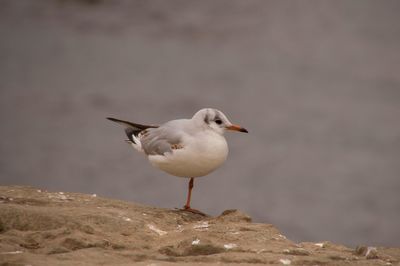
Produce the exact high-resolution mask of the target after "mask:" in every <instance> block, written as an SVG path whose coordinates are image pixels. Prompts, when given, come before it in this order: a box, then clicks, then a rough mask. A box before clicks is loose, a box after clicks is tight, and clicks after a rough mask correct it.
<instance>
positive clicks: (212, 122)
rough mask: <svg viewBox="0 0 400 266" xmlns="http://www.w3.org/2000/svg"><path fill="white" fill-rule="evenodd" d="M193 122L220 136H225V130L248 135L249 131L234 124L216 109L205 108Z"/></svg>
mask: <svg viewBox="0 0 400 266" xmlns="http://www.w3.org/2000/svg"><path fill="white" fill-rule="evenodd" d="M192 120H194V121H195V122H196V123H197V124H200V125H202V126H204V127H209V128H211V129H212V130H214V131H215V132H217V133H219V134H221V135H222V134H224V132H225V130H233V131H239V132H245V133H248V131H247V130H246V129H245V128H243V127H241V126H239V125H235V124H232V123H231V122H230V121H229V119H228V118H227V117H226V116H225V115H224V113H222V112H221V111H219V110H217V109H214V108H204V109H201V110H200V111H198V112H197V113H195V114H194V116H193V118H192Z"/></svg>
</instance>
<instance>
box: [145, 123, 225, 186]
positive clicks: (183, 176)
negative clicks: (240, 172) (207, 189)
mask: <svg viewBox="0 0 400 266" xmlns="http://www.w3.org/2000/svg"><path fill="white" fill-rule="evenodd" d="M182 144H183V148H182V149H177V150H173V152H172V153H166V154H165V155H149V156H148V158H149V161H150V162H151V164H152V165H153V166H155V167H157V168H159V169H161V170H163V171H165V172H167V173H169V174H171V175H174V176H179V177H188V178H189V177H200V176H205V175H207V174H209V173H210V172H212V171H214V170H215V169H216V168H218V167H219V166H220V165H221V164H222V163H223V162H224V161H225V160H226V157H227V156H228V144H227V143H226V140H225V138H224V137H223V136H222V135H220V134H218V133H215V132H213V131H204V132H202V133H200V134H197V135H196V136H193V137H187V138H186V139H184V140H183V143H182Z"/></svg>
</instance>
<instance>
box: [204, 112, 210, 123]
mask: <svg viewBox="0 0 400 266" xmlns="http://www.w3.org/2000/svg"><path fill="white" fill-rule="evenodd" d="M204 123H206V124H210V118H209V117H208V114H206V115H205V116H204Z"/></svg>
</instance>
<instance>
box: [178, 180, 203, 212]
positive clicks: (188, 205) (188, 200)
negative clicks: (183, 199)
mask: <svg viewBox="0 0 400 266" xmlns="http://www.w3.org/2000/svg"><path fill="white" fill-rule="evenodd" d="M193 183H194V178H193V177H192V178H190V181H189V190H188V197H187V200H186V204H185V206H183V210H184V211H188V212H191V213H195V214H200V215H202V216H207V214H205V213H203V212H201V211H199V210H195V209H192V208H190V198H191V197H192V189H193Z"/></svg>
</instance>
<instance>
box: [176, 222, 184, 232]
mask: <svg viewBox="0 0 400 266" xmlns="http://www.w3.org/2000/svg"><path fill="white" fill-rule="evenodd" d="M176 232H178V233H181V232H183V226H182V225H181V224H178V225H177V226H176Z"/></svg>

WORK INSTRUCTIONS:
Copy back, word for word, every line between the top of the material above and the line that contains "positive clicks: (212, 122)", both included, without any pictures.

WRITTEN ANSWER:
Produce the exact high-resolution mask of the target after "mask:" in every <instance> block, written as an SVG path whose coordinates are image pixels. Prompts, when given, come before it in this order: a box, then clicks, then a rough mask. A box before clicks is loose, a box after clicks is tight, and clicks after a rough mask correct it.
<instance>
positive clicks: (212, 122)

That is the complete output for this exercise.